→ **Task statement**:
Would you copy each line of the records that includes the word "piece"?

→ **Extracted data**:

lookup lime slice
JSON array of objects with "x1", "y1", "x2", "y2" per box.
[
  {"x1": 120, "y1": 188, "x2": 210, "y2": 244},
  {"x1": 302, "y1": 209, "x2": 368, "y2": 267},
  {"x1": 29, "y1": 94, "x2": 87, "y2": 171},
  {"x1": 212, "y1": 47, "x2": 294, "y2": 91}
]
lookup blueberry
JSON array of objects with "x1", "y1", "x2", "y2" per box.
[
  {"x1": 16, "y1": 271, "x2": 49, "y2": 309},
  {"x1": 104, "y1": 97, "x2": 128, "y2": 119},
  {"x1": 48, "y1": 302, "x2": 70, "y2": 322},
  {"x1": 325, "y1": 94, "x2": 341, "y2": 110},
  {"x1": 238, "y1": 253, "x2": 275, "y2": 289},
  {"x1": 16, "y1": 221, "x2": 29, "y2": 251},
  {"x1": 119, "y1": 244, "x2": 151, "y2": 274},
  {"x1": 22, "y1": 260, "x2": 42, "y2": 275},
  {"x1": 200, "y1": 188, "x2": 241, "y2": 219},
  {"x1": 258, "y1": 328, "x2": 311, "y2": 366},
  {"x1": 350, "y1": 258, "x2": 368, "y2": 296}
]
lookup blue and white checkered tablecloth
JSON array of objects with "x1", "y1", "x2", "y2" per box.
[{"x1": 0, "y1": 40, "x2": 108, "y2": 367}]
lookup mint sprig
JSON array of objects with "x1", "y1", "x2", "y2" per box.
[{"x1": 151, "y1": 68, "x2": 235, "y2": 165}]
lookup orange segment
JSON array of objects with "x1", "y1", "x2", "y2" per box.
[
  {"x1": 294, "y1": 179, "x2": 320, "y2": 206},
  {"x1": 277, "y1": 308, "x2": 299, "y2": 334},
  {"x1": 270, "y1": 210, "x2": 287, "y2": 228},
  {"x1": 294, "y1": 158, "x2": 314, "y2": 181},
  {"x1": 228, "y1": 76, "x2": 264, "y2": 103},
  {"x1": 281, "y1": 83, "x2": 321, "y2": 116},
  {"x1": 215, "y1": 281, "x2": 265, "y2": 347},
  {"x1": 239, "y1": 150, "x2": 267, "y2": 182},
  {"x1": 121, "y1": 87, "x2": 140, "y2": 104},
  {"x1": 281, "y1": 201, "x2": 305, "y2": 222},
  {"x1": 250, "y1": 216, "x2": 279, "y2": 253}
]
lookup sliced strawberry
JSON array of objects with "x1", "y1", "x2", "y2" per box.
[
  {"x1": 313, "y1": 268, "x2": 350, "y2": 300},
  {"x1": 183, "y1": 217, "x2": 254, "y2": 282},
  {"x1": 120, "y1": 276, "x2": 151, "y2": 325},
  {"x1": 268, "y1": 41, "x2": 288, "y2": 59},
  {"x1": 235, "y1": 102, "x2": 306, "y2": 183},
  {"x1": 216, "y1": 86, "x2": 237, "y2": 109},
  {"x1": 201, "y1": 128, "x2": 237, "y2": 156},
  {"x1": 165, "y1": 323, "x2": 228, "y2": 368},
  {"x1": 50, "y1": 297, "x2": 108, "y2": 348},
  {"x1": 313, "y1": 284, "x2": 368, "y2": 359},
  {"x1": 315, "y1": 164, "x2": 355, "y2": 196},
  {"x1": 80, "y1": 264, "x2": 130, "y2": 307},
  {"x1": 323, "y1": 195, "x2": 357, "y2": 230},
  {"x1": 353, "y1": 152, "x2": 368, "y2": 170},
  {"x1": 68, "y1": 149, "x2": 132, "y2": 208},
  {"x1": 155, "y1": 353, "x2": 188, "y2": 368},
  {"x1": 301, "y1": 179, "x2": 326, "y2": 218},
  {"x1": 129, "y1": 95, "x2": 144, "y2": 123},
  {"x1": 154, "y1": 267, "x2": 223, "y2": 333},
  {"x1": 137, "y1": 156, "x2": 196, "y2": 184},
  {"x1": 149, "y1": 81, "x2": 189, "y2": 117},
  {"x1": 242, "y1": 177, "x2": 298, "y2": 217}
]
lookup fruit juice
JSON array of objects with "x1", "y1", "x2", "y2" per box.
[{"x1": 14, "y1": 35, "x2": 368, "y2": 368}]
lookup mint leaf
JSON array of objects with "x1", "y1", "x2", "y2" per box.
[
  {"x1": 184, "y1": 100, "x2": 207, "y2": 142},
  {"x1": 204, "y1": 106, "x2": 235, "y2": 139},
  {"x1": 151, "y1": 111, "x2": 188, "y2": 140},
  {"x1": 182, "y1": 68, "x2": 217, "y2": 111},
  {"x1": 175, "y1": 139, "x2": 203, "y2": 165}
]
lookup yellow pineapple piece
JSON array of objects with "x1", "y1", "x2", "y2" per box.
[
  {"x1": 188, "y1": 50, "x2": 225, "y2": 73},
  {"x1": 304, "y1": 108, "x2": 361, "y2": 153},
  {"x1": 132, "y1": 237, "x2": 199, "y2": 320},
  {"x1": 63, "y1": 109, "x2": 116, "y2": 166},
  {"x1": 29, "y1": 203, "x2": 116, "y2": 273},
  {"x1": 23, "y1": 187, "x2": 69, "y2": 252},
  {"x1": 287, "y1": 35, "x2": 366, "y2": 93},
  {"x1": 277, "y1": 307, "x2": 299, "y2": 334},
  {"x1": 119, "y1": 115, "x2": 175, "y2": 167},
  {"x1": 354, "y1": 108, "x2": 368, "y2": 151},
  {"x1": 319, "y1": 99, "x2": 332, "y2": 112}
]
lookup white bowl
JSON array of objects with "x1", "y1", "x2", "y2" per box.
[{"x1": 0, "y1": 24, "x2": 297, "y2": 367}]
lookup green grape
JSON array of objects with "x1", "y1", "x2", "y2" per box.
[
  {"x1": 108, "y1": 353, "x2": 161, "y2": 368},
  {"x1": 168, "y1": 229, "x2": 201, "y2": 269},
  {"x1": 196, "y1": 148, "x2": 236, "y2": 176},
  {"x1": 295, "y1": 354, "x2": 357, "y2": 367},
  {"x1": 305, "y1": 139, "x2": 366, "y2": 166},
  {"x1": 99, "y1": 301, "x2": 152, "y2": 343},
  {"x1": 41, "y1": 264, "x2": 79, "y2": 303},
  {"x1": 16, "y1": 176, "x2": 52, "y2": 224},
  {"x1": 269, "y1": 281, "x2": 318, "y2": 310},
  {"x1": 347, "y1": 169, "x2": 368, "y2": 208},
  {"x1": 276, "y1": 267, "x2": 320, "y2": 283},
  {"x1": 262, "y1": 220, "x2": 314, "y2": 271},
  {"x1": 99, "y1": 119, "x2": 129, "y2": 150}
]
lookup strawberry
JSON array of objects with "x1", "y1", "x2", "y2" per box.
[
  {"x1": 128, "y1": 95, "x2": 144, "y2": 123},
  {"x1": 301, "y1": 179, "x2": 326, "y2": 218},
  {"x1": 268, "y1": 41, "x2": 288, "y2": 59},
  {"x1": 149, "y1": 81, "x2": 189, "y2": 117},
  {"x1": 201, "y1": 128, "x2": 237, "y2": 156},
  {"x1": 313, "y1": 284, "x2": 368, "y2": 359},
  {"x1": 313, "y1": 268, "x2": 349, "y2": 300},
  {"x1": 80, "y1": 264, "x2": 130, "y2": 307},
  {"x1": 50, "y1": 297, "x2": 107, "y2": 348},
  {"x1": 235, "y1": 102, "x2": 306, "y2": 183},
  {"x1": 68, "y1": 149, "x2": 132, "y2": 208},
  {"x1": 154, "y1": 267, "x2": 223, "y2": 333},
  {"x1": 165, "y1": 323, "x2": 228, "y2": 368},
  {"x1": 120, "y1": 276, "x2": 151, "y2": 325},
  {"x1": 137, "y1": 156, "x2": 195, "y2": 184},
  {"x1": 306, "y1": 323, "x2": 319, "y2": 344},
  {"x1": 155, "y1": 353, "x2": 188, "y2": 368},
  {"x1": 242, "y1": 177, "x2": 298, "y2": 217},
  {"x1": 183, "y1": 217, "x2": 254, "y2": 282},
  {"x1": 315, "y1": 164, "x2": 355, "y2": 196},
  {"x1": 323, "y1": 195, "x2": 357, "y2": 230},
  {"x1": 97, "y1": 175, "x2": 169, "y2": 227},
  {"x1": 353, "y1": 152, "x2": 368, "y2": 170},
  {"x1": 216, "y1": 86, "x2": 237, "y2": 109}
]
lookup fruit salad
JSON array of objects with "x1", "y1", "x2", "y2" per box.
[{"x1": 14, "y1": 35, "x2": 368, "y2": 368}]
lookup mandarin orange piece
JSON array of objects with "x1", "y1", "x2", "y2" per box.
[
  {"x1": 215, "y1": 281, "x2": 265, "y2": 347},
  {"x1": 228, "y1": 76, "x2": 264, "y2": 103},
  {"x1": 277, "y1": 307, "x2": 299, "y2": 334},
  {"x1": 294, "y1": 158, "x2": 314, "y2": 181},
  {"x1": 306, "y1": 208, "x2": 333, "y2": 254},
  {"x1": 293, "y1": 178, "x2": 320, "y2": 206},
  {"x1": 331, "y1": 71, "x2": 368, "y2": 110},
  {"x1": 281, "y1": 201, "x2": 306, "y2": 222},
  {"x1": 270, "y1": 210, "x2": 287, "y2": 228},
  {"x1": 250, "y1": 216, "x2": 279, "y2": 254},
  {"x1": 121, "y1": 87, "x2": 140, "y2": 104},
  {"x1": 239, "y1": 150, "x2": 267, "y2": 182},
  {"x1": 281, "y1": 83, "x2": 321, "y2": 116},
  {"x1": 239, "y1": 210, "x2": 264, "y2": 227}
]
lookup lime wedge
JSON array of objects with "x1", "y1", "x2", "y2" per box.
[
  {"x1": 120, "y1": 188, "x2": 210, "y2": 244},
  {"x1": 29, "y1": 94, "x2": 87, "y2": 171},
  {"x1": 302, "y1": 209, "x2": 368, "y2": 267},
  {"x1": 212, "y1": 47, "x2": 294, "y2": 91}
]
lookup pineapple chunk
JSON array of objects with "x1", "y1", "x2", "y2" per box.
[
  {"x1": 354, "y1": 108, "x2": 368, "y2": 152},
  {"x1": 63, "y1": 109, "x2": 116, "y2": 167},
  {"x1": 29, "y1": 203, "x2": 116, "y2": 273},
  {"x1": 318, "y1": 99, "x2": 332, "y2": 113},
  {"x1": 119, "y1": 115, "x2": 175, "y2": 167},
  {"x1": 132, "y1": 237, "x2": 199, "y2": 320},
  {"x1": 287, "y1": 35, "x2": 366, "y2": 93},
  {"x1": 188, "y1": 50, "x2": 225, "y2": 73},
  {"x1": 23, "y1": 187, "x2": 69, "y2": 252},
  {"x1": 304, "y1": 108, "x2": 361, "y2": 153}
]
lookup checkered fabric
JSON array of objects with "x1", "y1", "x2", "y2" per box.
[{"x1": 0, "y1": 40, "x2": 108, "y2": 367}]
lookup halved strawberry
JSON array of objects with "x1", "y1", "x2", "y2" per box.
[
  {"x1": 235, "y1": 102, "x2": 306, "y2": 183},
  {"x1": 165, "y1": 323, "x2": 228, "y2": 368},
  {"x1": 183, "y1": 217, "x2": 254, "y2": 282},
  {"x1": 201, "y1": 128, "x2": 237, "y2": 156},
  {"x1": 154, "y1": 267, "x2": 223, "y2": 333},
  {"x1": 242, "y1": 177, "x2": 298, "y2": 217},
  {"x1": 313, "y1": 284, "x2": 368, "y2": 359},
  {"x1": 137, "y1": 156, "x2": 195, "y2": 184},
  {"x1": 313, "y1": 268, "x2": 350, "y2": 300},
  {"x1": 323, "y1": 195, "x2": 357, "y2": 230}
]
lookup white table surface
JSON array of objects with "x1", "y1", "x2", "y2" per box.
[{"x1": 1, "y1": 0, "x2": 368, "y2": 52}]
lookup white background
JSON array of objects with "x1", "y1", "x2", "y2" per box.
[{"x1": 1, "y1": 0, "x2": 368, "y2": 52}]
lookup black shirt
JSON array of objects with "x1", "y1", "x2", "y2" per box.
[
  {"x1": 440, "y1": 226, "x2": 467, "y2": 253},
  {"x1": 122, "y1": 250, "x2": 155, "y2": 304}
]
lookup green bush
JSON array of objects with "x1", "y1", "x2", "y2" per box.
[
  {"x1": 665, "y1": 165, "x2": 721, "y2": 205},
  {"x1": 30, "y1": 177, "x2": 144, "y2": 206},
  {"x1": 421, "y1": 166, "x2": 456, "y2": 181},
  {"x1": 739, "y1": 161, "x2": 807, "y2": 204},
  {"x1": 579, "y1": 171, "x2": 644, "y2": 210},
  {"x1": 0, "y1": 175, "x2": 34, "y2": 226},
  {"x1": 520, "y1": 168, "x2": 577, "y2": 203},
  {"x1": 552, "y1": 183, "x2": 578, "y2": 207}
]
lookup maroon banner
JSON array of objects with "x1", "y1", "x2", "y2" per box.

→ **Answer space**:
lookup yellow pineapple piece
lookup mandarin orange piece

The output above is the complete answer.